**DATA SHOWN**
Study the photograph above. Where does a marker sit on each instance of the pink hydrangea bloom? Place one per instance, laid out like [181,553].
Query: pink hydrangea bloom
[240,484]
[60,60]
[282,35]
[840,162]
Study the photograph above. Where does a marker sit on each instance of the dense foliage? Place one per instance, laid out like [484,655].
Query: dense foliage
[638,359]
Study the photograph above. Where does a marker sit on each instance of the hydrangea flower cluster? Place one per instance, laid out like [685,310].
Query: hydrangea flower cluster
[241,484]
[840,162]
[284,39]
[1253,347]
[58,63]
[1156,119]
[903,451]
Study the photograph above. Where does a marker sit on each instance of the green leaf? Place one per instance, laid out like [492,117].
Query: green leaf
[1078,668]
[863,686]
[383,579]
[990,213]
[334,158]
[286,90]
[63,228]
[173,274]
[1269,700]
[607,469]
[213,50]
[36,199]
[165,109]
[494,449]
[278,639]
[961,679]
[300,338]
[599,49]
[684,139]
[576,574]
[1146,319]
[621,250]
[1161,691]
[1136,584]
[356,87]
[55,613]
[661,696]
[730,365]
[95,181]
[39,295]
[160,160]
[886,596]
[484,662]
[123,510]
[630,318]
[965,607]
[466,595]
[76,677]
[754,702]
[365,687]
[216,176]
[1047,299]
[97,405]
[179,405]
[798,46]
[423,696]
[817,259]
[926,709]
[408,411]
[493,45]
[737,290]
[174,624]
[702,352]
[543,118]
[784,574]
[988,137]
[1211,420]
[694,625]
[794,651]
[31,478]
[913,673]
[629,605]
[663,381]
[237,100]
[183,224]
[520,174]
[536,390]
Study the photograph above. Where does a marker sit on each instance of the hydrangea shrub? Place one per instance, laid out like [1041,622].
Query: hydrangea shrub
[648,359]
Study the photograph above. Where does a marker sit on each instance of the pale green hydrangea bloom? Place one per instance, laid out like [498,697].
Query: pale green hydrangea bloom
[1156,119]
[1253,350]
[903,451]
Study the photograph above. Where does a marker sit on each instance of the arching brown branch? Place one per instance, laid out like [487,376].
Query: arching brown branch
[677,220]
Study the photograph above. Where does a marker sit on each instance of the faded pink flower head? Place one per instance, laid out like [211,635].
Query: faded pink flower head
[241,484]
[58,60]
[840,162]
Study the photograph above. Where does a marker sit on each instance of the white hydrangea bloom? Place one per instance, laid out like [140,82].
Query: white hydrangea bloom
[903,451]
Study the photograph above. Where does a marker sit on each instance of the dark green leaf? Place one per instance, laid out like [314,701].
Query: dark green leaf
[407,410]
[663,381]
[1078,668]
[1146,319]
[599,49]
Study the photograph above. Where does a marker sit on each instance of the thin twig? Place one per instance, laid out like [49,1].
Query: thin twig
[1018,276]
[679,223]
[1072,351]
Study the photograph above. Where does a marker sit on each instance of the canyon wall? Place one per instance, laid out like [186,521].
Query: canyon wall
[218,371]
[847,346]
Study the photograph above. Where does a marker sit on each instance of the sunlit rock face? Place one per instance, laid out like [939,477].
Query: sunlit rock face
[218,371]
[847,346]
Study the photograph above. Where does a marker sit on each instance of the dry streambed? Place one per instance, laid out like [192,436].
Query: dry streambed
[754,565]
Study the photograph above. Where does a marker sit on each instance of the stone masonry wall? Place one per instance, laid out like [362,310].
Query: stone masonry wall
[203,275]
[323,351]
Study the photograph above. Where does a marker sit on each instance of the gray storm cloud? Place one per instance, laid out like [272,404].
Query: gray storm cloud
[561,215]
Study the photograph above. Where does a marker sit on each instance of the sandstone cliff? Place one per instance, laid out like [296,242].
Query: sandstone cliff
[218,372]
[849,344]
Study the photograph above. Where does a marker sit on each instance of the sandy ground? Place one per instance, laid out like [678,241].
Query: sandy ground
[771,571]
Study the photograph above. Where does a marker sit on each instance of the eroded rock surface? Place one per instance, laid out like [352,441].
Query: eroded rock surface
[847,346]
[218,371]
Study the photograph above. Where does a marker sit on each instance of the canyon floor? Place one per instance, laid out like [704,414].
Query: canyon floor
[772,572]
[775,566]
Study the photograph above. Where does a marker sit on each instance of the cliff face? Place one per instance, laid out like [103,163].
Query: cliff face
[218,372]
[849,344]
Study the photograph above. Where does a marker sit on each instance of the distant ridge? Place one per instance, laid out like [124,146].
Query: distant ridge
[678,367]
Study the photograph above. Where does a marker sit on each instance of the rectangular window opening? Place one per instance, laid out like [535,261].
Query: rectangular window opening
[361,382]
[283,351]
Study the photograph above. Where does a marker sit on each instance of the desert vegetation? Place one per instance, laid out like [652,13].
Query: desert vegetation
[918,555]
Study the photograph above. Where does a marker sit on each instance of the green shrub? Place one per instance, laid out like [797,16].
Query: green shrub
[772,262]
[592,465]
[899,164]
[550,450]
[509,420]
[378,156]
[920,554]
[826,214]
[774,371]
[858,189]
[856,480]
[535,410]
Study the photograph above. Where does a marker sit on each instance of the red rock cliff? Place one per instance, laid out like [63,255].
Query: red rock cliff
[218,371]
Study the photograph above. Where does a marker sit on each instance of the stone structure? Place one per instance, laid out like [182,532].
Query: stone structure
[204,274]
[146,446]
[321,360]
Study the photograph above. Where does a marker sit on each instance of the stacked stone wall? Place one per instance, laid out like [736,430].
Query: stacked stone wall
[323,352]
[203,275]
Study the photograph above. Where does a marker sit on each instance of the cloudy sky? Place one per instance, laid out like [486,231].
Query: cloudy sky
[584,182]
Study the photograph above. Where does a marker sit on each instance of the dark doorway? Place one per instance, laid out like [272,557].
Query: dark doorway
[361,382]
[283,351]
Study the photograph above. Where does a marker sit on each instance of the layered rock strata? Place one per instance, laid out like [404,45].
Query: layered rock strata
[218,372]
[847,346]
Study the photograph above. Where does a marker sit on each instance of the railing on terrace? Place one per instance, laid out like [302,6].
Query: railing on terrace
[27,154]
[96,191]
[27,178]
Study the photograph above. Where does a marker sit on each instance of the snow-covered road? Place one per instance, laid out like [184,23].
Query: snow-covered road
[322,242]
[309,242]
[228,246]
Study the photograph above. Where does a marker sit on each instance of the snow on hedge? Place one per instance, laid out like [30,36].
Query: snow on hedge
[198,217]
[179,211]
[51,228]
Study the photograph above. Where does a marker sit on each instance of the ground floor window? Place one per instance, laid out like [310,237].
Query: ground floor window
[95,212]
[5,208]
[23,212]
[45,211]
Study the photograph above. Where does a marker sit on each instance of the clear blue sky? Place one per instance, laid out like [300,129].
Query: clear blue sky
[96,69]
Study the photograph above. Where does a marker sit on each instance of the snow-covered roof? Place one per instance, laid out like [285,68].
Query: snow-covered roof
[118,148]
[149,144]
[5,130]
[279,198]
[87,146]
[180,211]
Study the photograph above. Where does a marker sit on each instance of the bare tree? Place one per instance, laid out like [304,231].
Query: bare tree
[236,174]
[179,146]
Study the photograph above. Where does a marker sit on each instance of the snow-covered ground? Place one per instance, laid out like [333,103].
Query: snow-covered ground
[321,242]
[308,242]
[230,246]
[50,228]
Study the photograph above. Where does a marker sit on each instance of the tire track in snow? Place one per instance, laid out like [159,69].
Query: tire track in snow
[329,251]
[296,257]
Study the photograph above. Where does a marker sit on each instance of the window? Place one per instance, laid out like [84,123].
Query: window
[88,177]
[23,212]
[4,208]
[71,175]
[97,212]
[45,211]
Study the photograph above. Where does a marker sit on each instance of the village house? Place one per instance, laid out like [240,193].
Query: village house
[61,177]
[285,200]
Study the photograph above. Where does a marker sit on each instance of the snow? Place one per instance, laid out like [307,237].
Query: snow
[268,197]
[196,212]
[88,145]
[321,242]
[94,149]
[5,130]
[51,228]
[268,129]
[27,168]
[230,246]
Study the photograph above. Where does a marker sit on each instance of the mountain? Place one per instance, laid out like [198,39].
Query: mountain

**THE EXERCISE**
Look above for the line containing "out like [285,68]."; copy from it through the last line, exactly, and nothing more.

**ANSWER TO THIS EXERCISE**
Study the photograph above. Where does a marker sit on each instance of the snow-covered roof? Place one per instance, laid out like [285,68].
Query: snow-covered roof
[118,148]
[149,144]
[5,130]
[279,198]
[87,146]
[180,211]
Study the photograph above. Where does a marker sit on each instance of the bare tree? Place one per instance, laid out like [304,231].
Query: bare tree
[236,174]
[179,146]
Study the photograph above. Where does a marker sit on each instance of the snow-covered ground? Place one per instance, laid out like [333,103].
Query: snow-covered ground
[321,242]
[308,242]
[230,246]
[50,228]
Study the photograph above. Where does a marker sit on each instance of the tire track in snow? Place one per instance, laid out like [159,69].
Query: tire track in snow
[329,251]
[296,257]
Study the photograph above. Where does a marker sit on each instance of the window? Place one per instance, laid out like [84,123].
Query: window
[88,177]
[23,212]
[4,208]
[71,175]
[97,212]
[45,211]
Study the photograph above. Where does a marker sit on each instance of the village house? Place one per instance, laid out like [240,193].
Query: village house
[61,177]
[285,200]
Study the photograph above. Where does a marker sit on each instance of the snow? Place one per instance, laid out like [307,237].
Query: snow
[268,197]
[196,212]
[88,145]
[321,242]
[94,149]
[5,130]
[51,228]
[268,129]
[27,168]
[230,246]
Study the photograph above. Where does a marker sit on each instance of the mountain? Place one per instance, laid out like [198,39].
Query: mountain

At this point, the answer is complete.